- Task:
Which lines in the rows below contain the string "ceiling"? List every one of them in full.

- Extracted entries:

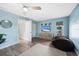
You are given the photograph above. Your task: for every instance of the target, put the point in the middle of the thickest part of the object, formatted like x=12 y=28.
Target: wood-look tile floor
x=22 y=46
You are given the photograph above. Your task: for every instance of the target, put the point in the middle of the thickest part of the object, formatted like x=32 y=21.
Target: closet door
x=25 y=29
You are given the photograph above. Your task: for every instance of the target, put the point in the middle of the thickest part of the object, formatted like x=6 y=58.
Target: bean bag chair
x=63 y=44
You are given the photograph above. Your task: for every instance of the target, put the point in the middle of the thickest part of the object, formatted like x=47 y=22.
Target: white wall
x=25 y=29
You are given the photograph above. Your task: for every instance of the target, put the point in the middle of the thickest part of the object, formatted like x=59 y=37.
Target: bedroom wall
x=74 y=27
x=53 y=25
x=12 y=34
x=34 y=28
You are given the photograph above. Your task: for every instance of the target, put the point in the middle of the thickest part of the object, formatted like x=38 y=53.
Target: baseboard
x=77 y=52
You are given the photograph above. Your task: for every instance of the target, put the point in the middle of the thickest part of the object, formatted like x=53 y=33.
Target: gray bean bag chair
x=63 y=44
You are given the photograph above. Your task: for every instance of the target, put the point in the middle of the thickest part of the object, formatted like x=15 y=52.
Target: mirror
x=6 y=24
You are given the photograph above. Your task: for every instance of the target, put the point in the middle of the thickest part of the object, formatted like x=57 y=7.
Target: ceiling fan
x=25 y=7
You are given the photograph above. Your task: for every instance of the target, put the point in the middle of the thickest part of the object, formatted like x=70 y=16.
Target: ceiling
x=48 y=10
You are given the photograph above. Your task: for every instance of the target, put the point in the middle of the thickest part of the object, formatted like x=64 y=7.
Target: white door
x=25 y=29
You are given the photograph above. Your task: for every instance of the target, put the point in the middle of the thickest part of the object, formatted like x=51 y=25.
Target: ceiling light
x=25 y=8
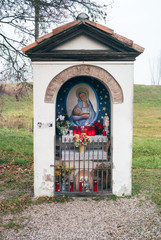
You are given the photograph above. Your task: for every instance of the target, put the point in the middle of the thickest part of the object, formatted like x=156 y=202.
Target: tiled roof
x=125 y=41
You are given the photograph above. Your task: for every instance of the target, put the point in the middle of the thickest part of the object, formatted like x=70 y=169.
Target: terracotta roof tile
x=137 y=47
x=64 y=27
x=99 y=26
x=123 y=39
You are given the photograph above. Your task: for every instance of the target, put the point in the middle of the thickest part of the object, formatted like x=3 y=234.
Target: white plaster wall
x=122 y=124
x=82 y=42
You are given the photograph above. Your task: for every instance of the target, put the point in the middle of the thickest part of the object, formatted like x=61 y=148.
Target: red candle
x=74 y=130
x=71 y=187
x=104 y=133
x=93 y=131
x=80 y=186
x=95 y=186
x=85 y=130
x=89 y=131
x=57 y=187
x=79 y=130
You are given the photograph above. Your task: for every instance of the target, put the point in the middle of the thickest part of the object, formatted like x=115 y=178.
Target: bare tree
x=155 y=70
x=23 y=20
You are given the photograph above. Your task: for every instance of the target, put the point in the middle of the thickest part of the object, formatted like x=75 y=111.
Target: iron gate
x=82 y=172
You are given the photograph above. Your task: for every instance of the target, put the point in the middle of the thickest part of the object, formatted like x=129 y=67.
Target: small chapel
x=83 y=75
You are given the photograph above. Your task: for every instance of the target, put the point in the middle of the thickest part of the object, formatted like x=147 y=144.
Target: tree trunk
x=36 y=21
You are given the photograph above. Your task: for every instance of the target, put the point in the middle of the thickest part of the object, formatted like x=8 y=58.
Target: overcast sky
x=140 y=21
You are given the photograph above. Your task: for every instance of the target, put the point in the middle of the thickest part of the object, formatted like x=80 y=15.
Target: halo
x=82 y=89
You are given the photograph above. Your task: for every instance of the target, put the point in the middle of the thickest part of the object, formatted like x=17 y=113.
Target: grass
x=147 y=142
x=16 y=152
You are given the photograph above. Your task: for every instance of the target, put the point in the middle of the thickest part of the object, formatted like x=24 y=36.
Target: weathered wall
x=122 y=119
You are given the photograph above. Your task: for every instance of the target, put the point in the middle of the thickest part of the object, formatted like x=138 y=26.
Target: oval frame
x=75 y=101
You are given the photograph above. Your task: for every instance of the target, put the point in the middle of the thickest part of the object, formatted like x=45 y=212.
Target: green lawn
x=16 y=149
x=147 y=142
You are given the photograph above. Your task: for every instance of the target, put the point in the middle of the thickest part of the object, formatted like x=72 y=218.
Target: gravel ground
x=123 y=219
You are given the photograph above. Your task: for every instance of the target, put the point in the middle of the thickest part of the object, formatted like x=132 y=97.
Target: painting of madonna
x=83 y=113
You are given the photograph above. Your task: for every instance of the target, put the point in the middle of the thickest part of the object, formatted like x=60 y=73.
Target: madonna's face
x=83 y=97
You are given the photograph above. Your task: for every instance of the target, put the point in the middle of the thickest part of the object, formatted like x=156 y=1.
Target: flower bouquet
x=62 y=125
x=81 y=140
x=98 y=127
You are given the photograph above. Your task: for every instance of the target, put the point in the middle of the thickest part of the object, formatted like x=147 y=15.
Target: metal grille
x=83 y=172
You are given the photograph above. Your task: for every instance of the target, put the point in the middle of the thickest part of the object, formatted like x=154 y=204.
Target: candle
x=104 y=133
x=95 y=186
x=80 y=186
x=71 y=187
x=74 y=130
x=89 y=131
x=93 y=131
x=85 y=130
x=79 y=130
x=57 y=187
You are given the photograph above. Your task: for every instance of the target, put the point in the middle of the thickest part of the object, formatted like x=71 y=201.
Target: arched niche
x=84 y=70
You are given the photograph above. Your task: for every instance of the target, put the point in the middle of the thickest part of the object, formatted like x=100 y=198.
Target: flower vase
x=82 y=149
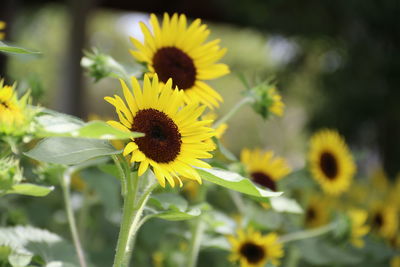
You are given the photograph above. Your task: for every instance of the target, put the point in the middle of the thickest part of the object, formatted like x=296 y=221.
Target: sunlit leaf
x=70 y=151
x=30 y=190
x=235 y=182
x=16 y=50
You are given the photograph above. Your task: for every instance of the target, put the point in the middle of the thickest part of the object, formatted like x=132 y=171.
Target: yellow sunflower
x=174 y=137
x=318 y=212
x=331 y=162
x=175 y=50
x=384 y=219
x=277 y=107
x=2 y=27
x=358 y=219
x=252 y=249
x=263 y=168
x=14 y=115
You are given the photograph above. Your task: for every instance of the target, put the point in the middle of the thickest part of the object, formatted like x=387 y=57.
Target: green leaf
x=27 y=240
x=68 y=126
x=16 y=50
x=17 y=259
x=70 y=151
x=30 y=190
x=235 y=182
x=172 y=207
x=107 y=189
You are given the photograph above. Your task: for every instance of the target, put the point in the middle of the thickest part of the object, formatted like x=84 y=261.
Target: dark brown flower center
x=329 y=165
x=171 y=62
x=162 y=140
x=264 y=179
x=252 y=252
x=310 y=214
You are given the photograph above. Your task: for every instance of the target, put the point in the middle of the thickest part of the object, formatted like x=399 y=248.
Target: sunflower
x=263 y=168
x=252 y=249
x=331 y=162
x=173 y=50
x=384 y=219
x=14 y=114
x=174 y=137
x=2 y=27
x=317 y=212
x=358 y=218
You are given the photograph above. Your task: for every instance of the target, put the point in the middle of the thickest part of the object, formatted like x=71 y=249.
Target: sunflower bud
x=10 y=173
x=266 y=100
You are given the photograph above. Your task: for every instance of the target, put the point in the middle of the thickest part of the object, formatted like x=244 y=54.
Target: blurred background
x=337 y=64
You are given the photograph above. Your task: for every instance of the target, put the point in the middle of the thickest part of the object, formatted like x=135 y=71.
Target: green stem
x=131 y=214
x=65 y=186
x=232 y=112
x=308 y=233
x=194 y=247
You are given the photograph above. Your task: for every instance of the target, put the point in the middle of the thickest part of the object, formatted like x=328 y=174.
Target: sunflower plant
x=159 y=171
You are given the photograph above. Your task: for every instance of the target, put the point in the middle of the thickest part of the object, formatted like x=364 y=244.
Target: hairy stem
x=65 y=186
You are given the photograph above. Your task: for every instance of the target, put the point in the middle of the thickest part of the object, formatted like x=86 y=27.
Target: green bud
x=10 y=173
x=266 y=100
x=100 y=65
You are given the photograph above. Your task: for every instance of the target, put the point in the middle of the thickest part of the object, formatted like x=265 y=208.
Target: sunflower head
x=384 y=219
x=174 y=49
x=2 y=27
x=266 y=100
x=252 y=249
x=331 y=163
x=263 y=168
x=358 y=219
x=175 y=139
x=15 y=115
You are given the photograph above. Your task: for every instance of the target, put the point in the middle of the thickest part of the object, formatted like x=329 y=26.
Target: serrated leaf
x=235 y=182
x=70 y=151
x=68 y=126
x=30 y=190
x=16 y=50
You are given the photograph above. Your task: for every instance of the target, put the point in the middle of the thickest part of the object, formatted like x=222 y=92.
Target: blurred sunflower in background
x=384 y=219
x=263 y=168
x=358 y=220
x=178 y=51
x=252 y=249
x=174 y=137
x=331 y=163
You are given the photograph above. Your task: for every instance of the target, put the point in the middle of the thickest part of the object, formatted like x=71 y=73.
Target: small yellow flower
x=331 y=163
x=264 y=168
x=358 y=219
x=252 y=249
x=175 y=140
x=175 y=50
x=15 y=116
x=384 y=219
x=2 y=27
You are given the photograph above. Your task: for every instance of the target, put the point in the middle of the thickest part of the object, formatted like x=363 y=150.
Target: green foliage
x=70 y=151
x=16 y=50
x=172 y=207
x=235 y=182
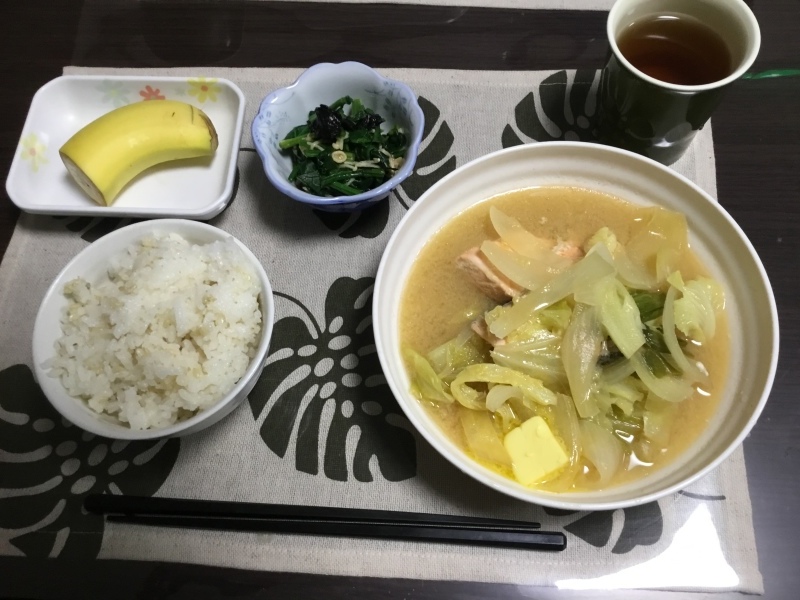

- Full solution:
Target: ceiling fan
Target: ceiling
Target: ceiling light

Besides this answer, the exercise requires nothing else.